> _PROBLEM REQUIREMENTS_:
Reproduce the text about two months in Addis Ababa word for word, in full.

> _TEXT_:
=-=-=-=-=

I spent almost the entire two months living in Addis Ababa, a chaotic city in complete opposition to any atmosphere I have previously encountered, but I learned more in two months here about compassion then I have in my entire life spent in the U.S.

While in Ethiopia, I divided my time between entering data for Kenneth Maes, a Ph.D. candidate in the anthropology department here at Emory, and shadowing the physicians at the ALERT (All African Leprosy and Rehabilitation Training Centre) hospital who work in the ART clinics.

The hospital provides free services and medications to the citizens of Addis Ababa, an invaluable service that has resulted in the treatment of thousands of HIV-positive people as well as those suffering from tuberculosis, leprosy and dermatological problems. The availability of these medications to the people of Addis Ababa have drastically improved the living conditions and made it possible to view HIV not as a death sentence, but as a manageable chronic disease.

I found this to be especially true in my time in the pediatric ART clinic. In the two years the clinic has been established, 1,000 patients have received services with only 13 deaths. These remarkable numbers attest to the changing medical conditions in places like Addis Ababa around the world.

=-=-=-=-=

> _INFORMATION GIVEN_:
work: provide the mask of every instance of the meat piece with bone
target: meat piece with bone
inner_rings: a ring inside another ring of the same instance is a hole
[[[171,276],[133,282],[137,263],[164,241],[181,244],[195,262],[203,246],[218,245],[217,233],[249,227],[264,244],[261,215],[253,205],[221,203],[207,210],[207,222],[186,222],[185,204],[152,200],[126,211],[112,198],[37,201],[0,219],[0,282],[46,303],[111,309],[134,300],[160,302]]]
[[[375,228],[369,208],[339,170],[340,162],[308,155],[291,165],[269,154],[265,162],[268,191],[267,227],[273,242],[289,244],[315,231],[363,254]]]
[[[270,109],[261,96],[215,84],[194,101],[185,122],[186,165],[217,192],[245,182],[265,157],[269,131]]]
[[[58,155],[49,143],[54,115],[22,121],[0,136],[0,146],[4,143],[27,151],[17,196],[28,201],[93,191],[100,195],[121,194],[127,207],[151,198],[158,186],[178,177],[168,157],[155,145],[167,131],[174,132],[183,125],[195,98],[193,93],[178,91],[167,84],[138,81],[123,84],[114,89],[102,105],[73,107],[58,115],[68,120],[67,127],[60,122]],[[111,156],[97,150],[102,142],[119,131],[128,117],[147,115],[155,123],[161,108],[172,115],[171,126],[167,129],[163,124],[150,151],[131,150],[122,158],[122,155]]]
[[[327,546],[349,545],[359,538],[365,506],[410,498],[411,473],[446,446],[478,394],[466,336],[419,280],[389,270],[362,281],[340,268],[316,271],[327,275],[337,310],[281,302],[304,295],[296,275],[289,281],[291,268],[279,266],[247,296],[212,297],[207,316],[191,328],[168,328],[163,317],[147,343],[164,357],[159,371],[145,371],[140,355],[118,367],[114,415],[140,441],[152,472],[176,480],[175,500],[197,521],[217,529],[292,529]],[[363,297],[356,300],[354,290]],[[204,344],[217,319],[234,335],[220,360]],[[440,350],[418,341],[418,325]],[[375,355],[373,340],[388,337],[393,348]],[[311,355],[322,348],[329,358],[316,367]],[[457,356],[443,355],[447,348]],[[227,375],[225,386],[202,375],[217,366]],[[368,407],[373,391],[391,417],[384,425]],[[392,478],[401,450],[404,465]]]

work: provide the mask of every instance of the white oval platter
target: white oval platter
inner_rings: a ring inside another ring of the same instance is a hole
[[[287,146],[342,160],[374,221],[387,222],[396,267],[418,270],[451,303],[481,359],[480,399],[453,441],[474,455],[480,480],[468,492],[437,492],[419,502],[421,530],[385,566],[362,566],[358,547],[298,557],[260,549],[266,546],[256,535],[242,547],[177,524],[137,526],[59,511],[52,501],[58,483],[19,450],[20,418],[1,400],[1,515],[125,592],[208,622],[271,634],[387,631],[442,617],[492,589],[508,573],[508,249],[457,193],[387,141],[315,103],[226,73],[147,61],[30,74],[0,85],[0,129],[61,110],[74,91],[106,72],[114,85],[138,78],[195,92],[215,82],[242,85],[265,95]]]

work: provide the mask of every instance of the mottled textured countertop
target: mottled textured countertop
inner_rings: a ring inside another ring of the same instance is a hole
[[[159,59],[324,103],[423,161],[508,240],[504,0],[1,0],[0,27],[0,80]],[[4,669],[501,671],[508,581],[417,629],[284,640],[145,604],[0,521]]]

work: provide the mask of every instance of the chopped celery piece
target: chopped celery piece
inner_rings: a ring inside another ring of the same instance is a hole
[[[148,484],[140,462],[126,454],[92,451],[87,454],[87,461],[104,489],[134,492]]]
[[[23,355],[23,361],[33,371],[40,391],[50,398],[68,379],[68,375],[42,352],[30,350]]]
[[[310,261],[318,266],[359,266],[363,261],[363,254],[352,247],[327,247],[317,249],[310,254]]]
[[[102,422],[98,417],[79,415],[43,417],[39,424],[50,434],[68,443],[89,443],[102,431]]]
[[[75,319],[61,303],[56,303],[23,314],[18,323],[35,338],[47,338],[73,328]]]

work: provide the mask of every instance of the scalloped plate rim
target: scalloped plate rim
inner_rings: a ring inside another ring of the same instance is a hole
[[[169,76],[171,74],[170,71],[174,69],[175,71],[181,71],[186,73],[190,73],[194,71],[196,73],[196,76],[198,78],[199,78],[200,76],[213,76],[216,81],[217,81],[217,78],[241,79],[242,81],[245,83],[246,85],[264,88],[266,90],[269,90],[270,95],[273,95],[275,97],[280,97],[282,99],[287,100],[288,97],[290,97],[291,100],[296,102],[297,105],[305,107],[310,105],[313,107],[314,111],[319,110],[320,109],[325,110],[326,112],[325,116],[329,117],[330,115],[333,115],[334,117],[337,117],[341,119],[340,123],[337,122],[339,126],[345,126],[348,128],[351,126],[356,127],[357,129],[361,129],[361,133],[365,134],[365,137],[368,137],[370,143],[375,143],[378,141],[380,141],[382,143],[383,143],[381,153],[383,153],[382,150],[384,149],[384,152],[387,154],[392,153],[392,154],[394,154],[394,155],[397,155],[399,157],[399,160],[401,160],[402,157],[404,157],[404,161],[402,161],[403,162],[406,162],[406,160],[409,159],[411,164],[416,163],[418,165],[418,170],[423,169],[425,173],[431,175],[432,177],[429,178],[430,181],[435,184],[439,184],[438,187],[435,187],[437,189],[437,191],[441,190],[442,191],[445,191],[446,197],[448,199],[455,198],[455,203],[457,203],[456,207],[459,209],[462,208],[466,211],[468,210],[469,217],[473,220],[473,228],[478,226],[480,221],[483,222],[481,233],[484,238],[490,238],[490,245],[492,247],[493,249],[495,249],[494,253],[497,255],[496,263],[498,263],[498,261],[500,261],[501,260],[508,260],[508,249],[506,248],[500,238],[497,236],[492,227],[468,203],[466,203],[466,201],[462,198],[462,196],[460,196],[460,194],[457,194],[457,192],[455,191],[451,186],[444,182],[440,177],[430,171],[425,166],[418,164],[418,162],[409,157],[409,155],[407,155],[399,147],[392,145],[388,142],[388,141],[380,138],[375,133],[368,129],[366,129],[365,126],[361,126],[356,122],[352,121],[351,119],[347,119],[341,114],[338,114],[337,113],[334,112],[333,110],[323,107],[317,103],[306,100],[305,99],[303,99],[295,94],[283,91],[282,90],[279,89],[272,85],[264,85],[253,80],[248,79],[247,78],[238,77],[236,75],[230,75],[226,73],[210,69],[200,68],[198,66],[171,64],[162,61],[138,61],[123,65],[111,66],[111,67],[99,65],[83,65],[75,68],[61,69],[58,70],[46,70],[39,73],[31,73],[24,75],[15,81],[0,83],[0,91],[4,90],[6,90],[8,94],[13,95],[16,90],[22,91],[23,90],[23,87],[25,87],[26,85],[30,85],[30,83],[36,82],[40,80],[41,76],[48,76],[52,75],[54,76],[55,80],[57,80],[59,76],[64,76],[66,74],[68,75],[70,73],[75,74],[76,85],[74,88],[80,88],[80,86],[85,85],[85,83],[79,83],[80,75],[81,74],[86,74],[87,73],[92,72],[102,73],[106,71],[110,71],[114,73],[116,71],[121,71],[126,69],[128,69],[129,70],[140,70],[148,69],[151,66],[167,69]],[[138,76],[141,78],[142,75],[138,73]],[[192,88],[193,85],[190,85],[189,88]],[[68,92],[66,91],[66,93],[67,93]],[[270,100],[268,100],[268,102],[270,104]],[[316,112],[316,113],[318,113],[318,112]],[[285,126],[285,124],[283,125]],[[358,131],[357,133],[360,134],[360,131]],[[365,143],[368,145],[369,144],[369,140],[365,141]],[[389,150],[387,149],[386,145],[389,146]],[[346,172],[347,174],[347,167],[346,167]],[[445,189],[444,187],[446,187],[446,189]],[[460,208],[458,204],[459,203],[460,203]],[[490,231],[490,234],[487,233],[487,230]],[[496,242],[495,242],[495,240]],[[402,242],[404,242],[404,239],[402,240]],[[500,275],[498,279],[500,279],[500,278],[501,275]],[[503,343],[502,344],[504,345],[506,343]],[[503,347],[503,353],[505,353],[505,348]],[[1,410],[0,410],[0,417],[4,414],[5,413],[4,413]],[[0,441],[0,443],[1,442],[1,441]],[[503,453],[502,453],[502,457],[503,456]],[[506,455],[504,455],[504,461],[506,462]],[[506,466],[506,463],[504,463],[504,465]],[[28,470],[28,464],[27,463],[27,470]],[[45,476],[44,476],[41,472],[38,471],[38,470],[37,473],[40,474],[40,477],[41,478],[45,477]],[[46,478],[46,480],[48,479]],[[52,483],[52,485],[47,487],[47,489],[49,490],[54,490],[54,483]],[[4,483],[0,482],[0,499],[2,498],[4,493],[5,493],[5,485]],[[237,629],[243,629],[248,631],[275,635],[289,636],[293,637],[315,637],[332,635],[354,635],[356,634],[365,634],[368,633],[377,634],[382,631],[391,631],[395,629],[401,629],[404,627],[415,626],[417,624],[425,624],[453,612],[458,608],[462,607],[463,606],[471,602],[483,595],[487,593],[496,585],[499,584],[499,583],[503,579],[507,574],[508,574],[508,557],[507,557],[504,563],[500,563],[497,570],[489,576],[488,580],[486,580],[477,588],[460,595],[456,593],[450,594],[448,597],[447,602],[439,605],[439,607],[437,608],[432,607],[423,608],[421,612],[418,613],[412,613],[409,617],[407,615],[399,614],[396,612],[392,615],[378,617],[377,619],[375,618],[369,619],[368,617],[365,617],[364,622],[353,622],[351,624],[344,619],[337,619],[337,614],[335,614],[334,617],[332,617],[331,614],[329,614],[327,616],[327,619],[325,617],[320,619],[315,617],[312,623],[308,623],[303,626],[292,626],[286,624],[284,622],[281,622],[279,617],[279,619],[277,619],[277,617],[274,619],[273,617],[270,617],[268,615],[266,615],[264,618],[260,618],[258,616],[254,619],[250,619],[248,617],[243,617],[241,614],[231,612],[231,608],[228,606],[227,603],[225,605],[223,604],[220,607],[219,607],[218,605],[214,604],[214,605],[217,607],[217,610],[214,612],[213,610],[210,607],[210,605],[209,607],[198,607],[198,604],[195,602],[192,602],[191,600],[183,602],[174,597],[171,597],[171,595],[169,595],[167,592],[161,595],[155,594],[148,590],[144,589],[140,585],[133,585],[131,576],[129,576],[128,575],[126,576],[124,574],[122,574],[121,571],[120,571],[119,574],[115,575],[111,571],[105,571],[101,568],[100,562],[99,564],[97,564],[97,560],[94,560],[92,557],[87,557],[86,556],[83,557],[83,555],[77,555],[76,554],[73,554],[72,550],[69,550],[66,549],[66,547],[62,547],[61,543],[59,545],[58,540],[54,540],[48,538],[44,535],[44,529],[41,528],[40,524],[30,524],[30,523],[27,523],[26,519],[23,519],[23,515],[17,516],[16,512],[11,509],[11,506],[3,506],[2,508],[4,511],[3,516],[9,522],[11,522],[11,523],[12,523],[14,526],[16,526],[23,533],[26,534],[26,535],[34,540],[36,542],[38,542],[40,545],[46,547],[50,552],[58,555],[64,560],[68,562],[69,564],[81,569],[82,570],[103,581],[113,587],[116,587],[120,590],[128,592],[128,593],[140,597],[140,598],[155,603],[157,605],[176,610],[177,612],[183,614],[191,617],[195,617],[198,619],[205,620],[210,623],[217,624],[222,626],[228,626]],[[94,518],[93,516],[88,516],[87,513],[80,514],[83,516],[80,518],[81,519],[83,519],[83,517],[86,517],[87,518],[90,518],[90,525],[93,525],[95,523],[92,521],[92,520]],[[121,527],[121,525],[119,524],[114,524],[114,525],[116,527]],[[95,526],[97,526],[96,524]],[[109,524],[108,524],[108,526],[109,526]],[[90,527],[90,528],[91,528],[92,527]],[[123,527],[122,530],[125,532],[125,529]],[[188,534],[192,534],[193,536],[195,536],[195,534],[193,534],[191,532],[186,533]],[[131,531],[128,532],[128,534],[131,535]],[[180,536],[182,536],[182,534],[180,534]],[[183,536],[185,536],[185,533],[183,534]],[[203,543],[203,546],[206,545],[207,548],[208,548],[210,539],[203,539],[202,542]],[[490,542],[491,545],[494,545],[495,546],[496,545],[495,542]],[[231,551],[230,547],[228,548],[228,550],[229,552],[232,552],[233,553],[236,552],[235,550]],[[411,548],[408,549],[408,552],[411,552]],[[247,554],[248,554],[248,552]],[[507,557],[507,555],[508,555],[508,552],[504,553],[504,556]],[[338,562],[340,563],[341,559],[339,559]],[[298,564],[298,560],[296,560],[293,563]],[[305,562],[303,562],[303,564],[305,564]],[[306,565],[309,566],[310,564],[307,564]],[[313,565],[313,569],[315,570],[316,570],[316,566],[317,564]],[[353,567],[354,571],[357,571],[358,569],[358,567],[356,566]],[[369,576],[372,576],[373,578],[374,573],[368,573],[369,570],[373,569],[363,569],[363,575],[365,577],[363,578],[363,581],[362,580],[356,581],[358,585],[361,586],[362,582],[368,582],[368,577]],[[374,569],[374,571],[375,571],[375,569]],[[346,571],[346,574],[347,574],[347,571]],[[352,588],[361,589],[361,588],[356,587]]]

=-=-=-=-=

> _WRITTEN SOLUTION_:
I spent almost the entire two months living in Addis Ababa, a chaotic city in complete opposition to any atmosphere I have previously encountered, but I learned more in two months here about compassion then I have in my entire life spent in the U.S.

While in Ethiopia, I divided my time between entering data for Kenneth Maes, a Ph.D. candidate in the anthropology department here at Emory, and shadowing the physicians at the ALERT (All African Leprosy and Rehabilitation Training Centre) hospital who work in the ART clinics.

The hospital provides free services and medications to the citizens of Addis Ababa, an invaluable service that has resulted in the treatment of thousands of HIV-positive people as well as those suffering from tuberculosis, leprosy and dermatological problems. The availability of these medications to the people of Addis Ababa have drastically improved the living conditions and made it possible to view HIV not as a death sentence, but as a manageable chronic disease.

I found this to be especially true in my time in the pediatric ART clinic. In the two years the clinic has been established, 1,000 patients have received services with only 13 deaths. These remarkable numbers attest to the changing medical conditions in places like Addis Ababa around the world.